TASKS TO PERFORM:
(A) Say whether each statement agrees with the passage on the Solomon Islands flag. For each, answer yes or no and quote the deciding words from the passage. (i) The flag was adopted after the country gained independence. (ii) The British declared their section of the islands a protectorate in 1893. (iii) Stars were added to the flag as the number of provinces grew.
(B) Extend the passage on the Solomon Islands flag, picking up after its final sentence.

SELECTED PASSAGE:

The flag of Solomon Islands consists of a thin yellow diagonal stripe from the lower hoist-side corner, with a blue upper triangle and green lower triangle, and the canton charged with five white stars. Adopted in 1977 to replace the British Blue Ensign defaced with the arms of the protectorate, it has been the flag of Solomon Islands since 18 November of that year, eight months before the country gained independence. Although the number of provinces has since increased, the number of stars on the flag that originally represented them remained unchanged.

==History==
===British protectorate===

The Germans and the British agreed to partition the modern-day Solomon Islands in 1886, with the latter taking control of the southern section. Seven years later, in 1893, they declared this area a protectorate within their colonial empire. At the turn of the 20th century, Germany subsequently gave up their northern part to the United Kingdom in exchange for the latter's acceptance of German claims over Samoa and areas in Africa. During this time, the Union Jack and the Red Ensign were instituted, as well as a Blue Ensign defaced with the protectorate's name and the monarch's crown.

GIVEN INFORMATION:
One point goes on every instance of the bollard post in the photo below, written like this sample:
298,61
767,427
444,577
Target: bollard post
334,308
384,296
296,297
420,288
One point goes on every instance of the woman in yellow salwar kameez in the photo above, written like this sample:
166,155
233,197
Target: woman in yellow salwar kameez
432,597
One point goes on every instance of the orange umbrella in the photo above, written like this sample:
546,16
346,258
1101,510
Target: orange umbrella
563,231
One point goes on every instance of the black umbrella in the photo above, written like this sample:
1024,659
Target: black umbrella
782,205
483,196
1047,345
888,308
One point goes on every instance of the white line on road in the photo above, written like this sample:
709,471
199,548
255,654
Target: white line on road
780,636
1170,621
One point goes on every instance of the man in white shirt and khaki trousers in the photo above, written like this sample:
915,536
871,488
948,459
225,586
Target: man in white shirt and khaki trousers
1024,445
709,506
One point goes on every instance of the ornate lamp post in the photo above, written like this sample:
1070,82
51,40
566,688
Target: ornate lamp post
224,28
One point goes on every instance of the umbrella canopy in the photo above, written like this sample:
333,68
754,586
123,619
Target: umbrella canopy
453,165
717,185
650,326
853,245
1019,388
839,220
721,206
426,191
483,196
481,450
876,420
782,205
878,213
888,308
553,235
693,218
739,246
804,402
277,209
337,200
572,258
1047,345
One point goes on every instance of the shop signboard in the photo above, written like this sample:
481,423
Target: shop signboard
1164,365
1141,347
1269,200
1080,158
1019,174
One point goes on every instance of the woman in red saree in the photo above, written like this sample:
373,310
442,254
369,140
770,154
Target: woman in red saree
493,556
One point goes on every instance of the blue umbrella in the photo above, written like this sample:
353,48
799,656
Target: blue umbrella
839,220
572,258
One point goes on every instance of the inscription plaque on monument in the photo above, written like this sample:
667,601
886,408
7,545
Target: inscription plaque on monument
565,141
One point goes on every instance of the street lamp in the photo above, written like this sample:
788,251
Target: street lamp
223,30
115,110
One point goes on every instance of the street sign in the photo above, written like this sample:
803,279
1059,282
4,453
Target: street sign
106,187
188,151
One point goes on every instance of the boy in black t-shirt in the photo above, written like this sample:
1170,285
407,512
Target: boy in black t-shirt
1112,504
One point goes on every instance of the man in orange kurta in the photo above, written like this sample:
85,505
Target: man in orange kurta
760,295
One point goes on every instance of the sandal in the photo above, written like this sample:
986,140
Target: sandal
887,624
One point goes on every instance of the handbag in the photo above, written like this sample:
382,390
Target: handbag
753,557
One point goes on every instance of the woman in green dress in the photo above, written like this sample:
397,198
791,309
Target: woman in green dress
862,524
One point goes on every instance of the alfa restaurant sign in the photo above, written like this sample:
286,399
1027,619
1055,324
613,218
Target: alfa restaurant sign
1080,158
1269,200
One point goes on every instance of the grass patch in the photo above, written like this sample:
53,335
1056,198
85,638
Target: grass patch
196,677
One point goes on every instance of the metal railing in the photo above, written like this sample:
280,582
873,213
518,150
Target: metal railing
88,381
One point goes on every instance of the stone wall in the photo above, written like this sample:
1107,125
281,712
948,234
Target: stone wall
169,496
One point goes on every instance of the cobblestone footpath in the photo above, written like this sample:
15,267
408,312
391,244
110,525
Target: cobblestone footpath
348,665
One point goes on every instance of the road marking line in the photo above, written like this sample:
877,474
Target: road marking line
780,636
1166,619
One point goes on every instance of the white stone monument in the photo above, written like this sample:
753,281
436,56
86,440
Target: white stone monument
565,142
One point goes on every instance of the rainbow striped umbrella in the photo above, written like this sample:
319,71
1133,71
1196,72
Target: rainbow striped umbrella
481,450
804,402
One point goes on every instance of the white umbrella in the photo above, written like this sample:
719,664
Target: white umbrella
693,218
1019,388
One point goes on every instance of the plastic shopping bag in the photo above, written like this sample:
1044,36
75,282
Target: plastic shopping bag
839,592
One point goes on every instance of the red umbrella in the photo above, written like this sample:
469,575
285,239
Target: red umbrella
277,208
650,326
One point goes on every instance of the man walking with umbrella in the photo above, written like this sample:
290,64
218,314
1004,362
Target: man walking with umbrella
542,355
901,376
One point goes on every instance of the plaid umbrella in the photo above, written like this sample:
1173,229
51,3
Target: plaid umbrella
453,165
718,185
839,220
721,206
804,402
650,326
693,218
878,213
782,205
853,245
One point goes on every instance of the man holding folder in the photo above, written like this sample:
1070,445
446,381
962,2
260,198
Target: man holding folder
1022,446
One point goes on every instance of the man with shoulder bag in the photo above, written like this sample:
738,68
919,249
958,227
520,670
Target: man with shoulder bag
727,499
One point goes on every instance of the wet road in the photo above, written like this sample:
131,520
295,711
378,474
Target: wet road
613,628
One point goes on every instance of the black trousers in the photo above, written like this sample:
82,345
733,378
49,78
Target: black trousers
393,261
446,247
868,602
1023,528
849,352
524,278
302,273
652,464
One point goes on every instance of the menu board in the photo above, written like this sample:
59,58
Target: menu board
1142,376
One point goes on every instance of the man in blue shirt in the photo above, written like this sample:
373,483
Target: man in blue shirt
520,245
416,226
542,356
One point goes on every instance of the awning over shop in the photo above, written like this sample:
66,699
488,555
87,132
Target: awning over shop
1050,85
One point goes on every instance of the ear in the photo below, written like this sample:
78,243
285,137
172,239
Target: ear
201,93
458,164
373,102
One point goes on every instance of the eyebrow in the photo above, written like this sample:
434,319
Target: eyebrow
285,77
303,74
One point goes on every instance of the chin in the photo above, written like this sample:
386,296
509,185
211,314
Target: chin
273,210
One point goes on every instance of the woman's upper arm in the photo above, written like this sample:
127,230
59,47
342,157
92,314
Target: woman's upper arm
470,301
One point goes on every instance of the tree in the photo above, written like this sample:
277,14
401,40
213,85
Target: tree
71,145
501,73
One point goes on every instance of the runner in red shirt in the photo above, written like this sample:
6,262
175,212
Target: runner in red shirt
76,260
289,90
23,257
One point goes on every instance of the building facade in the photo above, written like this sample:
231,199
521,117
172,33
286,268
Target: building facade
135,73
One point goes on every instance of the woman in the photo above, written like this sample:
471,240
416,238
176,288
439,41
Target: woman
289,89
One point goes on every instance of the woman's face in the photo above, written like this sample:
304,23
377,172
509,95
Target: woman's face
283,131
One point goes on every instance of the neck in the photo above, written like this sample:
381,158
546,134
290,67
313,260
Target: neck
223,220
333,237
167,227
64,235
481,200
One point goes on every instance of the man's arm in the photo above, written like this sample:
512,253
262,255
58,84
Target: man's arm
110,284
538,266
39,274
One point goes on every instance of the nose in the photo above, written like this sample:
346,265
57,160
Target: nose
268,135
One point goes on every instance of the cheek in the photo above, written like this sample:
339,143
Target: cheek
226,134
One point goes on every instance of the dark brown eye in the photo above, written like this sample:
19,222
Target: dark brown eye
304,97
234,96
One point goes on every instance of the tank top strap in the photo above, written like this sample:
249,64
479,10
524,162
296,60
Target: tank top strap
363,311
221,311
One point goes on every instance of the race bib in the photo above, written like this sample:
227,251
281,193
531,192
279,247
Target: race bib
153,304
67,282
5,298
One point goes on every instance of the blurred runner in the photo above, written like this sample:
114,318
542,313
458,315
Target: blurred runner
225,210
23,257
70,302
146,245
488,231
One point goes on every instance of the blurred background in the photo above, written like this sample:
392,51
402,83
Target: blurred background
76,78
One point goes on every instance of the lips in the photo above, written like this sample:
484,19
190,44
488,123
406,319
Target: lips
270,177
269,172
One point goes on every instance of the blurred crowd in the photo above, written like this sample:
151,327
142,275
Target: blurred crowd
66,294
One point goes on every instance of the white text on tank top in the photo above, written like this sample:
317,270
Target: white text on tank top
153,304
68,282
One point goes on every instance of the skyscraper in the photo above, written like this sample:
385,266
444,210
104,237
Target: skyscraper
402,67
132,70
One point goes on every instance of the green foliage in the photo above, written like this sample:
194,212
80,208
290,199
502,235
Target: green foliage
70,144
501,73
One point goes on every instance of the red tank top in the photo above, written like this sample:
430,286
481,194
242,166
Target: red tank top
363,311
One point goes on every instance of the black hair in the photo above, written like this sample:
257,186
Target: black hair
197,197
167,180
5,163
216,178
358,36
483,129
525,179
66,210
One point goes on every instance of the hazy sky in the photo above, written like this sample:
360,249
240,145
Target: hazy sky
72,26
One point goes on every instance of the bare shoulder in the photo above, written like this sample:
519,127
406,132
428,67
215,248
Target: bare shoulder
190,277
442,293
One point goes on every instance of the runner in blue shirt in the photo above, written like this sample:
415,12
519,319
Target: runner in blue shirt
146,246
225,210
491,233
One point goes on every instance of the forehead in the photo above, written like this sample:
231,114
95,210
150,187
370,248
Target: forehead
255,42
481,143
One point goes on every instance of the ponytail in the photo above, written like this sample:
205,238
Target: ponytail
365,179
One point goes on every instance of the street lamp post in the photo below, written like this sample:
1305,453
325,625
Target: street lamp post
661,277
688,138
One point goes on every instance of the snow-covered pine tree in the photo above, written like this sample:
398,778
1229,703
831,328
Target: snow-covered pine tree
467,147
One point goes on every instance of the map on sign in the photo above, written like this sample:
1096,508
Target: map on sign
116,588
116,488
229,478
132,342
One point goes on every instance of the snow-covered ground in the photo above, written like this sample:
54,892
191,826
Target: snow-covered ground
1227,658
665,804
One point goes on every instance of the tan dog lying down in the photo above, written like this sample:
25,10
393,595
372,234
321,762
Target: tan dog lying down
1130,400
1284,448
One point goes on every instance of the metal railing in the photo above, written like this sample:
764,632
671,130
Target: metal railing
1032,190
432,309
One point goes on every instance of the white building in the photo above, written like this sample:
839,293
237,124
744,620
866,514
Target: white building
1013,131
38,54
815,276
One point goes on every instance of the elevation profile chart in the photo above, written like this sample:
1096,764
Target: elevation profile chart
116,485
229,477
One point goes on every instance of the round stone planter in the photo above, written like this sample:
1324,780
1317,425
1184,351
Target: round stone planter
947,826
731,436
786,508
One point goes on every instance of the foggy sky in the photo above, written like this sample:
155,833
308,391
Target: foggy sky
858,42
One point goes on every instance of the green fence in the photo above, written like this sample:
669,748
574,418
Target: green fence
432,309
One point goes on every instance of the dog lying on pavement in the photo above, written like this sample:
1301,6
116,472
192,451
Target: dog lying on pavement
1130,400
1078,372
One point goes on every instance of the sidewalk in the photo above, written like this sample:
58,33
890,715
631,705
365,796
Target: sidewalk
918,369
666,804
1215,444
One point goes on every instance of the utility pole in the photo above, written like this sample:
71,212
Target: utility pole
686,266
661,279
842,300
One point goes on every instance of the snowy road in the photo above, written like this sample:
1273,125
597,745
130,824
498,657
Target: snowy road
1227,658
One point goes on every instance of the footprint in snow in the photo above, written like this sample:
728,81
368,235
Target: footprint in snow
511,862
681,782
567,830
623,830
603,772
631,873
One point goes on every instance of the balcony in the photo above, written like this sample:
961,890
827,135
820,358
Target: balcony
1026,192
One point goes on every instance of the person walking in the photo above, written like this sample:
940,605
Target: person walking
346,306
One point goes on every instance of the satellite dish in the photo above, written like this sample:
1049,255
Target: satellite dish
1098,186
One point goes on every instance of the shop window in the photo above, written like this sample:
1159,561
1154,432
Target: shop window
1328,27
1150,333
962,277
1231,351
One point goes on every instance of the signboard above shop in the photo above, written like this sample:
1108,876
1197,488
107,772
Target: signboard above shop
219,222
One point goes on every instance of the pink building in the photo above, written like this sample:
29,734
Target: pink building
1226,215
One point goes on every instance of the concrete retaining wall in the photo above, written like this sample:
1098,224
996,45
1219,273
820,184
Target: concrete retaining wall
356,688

ANSWER SECTION:
(A)
(i) No: "eight months before the country gained independence."
(ii) Yes: "Seven years later, in 1893, they declared this area a protectorate within their colonial empire."
(iii) No: "the number of stars on the flag that originally represented them remained unchanged."

(B)
A new emblem for the protectorate was introduced in 1947 and featured a red field charged with a black-and-white sea turtle. This was modified only nine years later because the turtle was a motif affiliated with only one of the islands' provinces. The revised version of 1956 saw the shield divided quarterly and displayed a lion, an eagle, a turtle, a frigate bird, and assorted weapons from the region.

===New flag for a new country===
In the lead up to independence, a contest was held in 1975 to design a new flag for the future country. One of the submissions contained the nation's coat of arms, while the initial winning design, by William Robson, an English civil engineer at the Public Works Department, had a blue field with a yellow circle, encompassed with chains and charged with a black frigate bird. However, this was eventually rescinded, since this bird was attributed to only one province as opposed to the entire country. The second winning design included a red field charged with a black elliptical chain at the centre. As explained by the artist, this alluded to the historical practice of blackbirding in the country and the "blood spilt" as a result of it. After it was published in a national newspaper, the design stirred up much debate in the community and it too was scrapped.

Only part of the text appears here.